- _Problem to work on_: The records below must be duplicated exactly, character for character.

[Saved entries]
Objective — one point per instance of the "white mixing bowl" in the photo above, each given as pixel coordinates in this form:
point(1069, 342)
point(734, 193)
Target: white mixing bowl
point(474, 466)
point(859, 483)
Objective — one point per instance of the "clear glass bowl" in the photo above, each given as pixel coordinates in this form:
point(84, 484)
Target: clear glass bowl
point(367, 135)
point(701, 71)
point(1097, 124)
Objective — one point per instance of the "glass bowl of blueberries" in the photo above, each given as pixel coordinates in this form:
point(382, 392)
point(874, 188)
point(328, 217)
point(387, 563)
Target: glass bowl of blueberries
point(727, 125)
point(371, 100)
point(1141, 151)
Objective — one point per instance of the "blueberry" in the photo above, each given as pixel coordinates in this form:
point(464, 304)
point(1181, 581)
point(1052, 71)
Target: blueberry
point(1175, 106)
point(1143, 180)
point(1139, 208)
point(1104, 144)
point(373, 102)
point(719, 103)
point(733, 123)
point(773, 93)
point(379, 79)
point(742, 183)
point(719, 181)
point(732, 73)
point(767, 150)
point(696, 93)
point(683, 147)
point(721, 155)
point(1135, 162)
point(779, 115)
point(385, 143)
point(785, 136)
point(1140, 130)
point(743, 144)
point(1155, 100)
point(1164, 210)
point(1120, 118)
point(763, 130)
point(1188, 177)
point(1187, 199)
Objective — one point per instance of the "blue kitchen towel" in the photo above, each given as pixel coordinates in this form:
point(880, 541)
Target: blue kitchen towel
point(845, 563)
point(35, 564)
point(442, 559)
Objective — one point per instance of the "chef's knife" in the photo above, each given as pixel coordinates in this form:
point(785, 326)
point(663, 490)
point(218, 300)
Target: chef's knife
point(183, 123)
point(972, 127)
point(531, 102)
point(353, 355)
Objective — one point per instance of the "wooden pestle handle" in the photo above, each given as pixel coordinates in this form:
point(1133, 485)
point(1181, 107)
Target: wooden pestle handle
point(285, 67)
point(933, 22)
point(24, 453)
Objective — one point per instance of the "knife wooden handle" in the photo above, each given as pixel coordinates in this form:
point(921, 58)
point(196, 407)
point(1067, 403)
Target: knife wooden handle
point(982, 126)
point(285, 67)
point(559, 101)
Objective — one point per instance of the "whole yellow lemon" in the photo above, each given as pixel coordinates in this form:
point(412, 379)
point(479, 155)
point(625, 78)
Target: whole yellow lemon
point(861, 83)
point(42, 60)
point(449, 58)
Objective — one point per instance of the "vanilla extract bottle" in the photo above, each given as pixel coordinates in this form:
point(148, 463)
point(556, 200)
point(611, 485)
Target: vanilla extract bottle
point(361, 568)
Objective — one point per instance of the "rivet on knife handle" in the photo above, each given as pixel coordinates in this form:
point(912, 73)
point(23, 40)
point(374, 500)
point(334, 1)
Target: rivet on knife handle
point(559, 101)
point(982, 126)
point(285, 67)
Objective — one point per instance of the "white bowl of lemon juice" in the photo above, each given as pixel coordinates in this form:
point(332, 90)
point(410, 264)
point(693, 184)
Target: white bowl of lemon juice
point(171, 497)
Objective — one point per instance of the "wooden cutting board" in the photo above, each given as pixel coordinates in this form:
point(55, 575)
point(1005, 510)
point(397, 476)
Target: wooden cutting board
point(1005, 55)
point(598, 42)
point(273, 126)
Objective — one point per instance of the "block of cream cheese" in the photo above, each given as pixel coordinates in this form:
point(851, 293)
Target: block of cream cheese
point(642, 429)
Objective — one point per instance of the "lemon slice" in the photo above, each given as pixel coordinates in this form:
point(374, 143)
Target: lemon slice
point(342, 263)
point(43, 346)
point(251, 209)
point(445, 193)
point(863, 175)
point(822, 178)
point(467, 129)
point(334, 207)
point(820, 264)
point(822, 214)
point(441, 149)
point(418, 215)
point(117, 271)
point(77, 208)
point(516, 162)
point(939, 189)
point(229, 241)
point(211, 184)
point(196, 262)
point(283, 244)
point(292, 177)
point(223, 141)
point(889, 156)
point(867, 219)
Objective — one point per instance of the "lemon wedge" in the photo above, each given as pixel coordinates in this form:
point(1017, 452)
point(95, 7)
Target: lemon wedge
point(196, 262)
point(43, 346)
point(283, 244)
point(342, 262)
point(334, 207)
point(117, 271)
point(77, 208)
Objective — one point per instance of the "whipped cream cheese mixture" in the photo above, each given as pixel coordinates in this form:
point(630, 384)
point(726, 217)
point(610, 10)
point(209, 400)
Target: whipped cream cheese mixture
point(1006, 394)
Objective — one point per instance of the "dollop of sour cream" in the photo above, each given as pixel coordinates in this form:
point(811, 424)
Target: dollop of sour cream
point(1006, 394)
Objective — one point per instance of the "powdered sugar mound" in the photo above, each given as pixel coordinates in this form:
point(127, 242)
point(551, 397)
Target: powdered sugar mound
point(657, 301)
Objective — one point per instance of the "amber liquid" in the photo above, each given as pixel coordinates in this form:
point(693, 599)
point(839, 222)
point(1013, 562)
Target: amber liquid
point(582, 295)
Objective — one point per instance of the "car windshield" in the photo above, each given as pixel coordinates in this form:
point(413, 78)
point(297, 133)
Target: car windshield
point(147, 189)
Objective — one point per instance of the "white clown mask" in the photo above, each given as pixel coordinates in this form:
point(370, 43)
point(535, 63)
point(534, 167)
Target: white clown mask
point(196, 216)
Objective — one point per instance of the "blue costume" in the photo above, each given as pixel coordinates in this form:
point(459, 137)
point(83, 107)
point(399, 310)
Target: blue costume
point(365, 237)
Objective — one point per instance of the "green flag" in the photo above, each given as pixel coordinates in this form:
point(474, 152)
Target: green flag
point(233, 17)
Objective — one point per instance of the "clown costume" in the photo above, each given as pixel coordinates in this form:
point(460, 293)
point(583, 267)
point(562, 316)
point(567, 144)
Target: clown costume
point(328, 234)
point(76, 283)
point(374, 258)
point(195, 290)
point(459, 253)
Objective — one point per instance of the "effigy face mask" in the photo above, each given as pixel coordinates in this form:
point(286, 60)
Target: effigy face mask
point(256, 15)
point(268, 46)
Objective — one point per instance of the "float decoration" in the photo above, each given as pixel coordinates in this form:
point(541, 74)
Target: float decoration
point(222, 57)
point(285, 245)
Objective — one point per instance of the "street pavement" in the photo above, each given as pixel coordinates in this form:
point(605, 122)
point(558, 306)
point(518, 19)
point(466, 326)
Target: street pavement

- _Written answer_:
Objective — one point per instance of the "white mixing bowl" in the photo above, each given as pixel coordinates in this form:
point(1069, 342)
point(734, 193)
Target: white mixing bowl
point(474, 466)
point(859, 483)
Objective — one point per instance of the "clear glass bowl" in the photo above, each given as pixel coordinates in this form:
point(84, 484)
Target: clear glass bowl
point(367, 135)
point(701, 71)
point(1097, 124)
Objective — one point per instance of the "glass bowl of blueberries" in the photo above, each given as pixel coordinates in this form:
point(382, 392)
point(874, 188)
point(328, 217)
point(387, 563)
Target: glass bowl of blueberries
point(727, 125)
point(371, 100)
point(1141, 151)
Objective — one point per instance of the "blueberry" in the photo above, each given as pixel coordinates in this form:
point(464, 304)
point(1181, 581)
point(1052, 71)
Target: blueberry
point(1175, 106)
point(1143, 180)
point(1139, 208)
point(1104, 144)
point(373, 102)
point(719, 103)
point(733, 123)
point(773, 93)
point(379, 79)
point(742, 183)
point(719, 181)
point(732, 73)
point(767, 150)
point(696, 93)
point(683, 147)
point(721, 155)
point(1135, 162)
point(779, 115)
point(385, 143)
point(785, 136)
point(1140, 130)
point(743, 144)
point(1155, 100)
point(1164, 210)
point(1120, 118)
point(763, 130)
point(1188, 177)
point(1187, 199)
Objective — one point per instance of the "blue kitchen towel" in the photo above, each given as pixel coordinates in this form:
point(880, 541)
Target: blue kitchen towel
point(845, 563)
point(35, 564)
point(442, 559)
Objective — one point per instance of the "chef's knife" in the photo above, each given as pixel coordinates in this form:
point(785, 326)
point(663, 490)
point(218, 300)
Target: chef's knife
point(183, 123)
point(972, 127)
point(531, 102)
point(353, 355)
Objective — one point per instance of the "wooden pestle handle" in the photo above, each given as pixel coordinates in this form:
point(1133, 485)
point(1181, 107)
Target: wooden pestle handle
point(285, 67)
point(933, 22)
point(24, 453)
Objective — one point per instance of the "knife wooden handle" in the photo above, each given as pixel coordinates in this form:
point(921, 58)
point(196, 407)
point(1067, 403)
Target: knife wooden handle
point(982, 126)
point(285, 67)
point(559, 101)
Objective — one point per instance of the "whole yellow lemon" in the photo above, each given as pixel coordinates in this form:
point(412, 379)
point(479, 155)
point(625, 78)
Target: whole yellow lemon
point(861, 83)
point(42, 60)
point(449, 58)
Objective — one point per instance of the "vanilla extract bottle" in the photo above, each given as pixel coordinates in this form:
point(148, 463)
point(556, 200)
point(611, 485)
Target: vanilla extract bottle
point(361, 568)
Objective — one point per instance of the "rivet on knife handle" in the photo above, each given as pixel coordinates in this form:
point(912, 73)
point(23, 40)
point(374, 500)
point(334, 1)
Target: rivet on knife handle
point(559, 101)
point(982, 126)
point(285, 67)
Objective — one point per instance of the "white bowl of lemon juice" in the photo above, each given as pixel coordinates in this form:
point(332, 90)
point(410, 264)
point(693, 184)
Target: white bowl of lemon juice
point(171, 497)
Objective — one point per instance of the "wooden cutting board" in the photo above, each given as pixel coordinates in this form:
point(55, 575)
point(1005, 510)
point(397, 476)
Target: wooden cutting board
point(1005, 55)
point(598, 42)
point(273, 126)
Objective — one point per instance of the "block of cream cheese" in the photo above, each given as pixel coordinates in this form:
point(851, 293)
Target: block of cream cheese
point(642, 429)
Objective — one point per instance of the "lemon slice" in the photo above, each given as pixel coordinates in this form:
point(374, 143)
Target: lemon slice
point(342, 263)
point(43, 346)
point(251, 209)
point(445, 193)
point(863, 175)
point(822, 178)
point(467, 129)
point(334, 207)
point(820, 264)
point(822, 214)
point(441, 149)
point(418, 215)
point(117, 271)
point(77, 208)
point(516, 162)
point(939, 189)
point(229, 241)
point(211, 184)
point(196, 262)
point(283, 244)
point(292, 177)
point(223, 141)
point(889, 156)
point(867, 219)
Objective — one point per instance of the "lemon wedge" in the photo above, each given as pixel coordinates in this form:
point(1017, 452)
point(95, 7)
Target: lemon wedge
point(196, 262)
point(43, 346)
point(283, 244)
point(342, 262)
point(334, 207)
point(117, 271)
point(77, 208)
Objective — one point per instance of the "whipped cream cheese mixture" in the photo above, each given as pixel coordinates in this form:
point(630, 384)
point(726, 217)
point(610, 10)
point(209, 400)
Target: whipped cream cheese mixture
point(1006, 394)
Objective — one point per instance of the "dollop of sour cream" in the photo above, each given as pixel coordinates in this form:
point(811, 424)
Target: dollop of sour cream
point(1006, 394)
Objective — one point per instance of the "powdered sugar mound" in the photo above, each given as pixel coordinates in this form:
point(127, 242)
point(551, 397)
Target: powdered sugar mound
point(657, 301)
Objective — one point per instance of the "amber liquid" in the photo above, each given as pixel coordinates in this form:
point(693, 599)
point(839, 222)
point(1013, 562)
Target: amber liquid
point(582, 295)
Objective — one point per instance of the "car windshield" in the photo above, each given as pixel coordinates in this form:
point(413, 78)
point(297, 133)
Target: car windshield
point(147, 189)
Objective — one point per instance of the "white clown mask" in the photo above, each given as pixel coordinates in this form:
point(370, 43)
point(535, 63)
point(534, 167)
Target: white clown mask
point(196, 216)
Objective — one point per instance of the "blue costume" in the photo above, each given as pixel coordinates in this form:
point(459, 137)
point(83, 107)
point(399, 310)
Target: blue costume
point(365, 237)
Objective — one point per instance of the "green flag" in the photo above, each given as pixel coordinates in this form:
point(474, 152)
Target: green flag
point(233, 17)
Objective — one point per instance of the "clown costume" in the photo above, each given as pixel coordinates in this form:
point(460, 293)
point(583, 267)
point(562, 316)
point(567, 144)
Target: clown costume
point(328, 234)
point(76, 283)
point(374, 258)
point(195, 290)
point(459, 253)
Objective — one point per instance of the "effigy face mask" in the photo above, each given as pixel coordinates in this form:
point(286, 60)
Target: effigy face mask
point(256, 15)
point(268, 46)
Objective — one point per instance of the "float decoration" in the photo above, each given as pixel coordinates in this form:
point(541, 74)
Target: float decoration
point(222, 57)
point(285, 245)
Objective — one point per instance of the "street pavement" in the photo above, each given as pixel coordinates in this form:
point(605, 122)
point(558, 306)
point(518, 19)
point(466, 326)
Target: street pavement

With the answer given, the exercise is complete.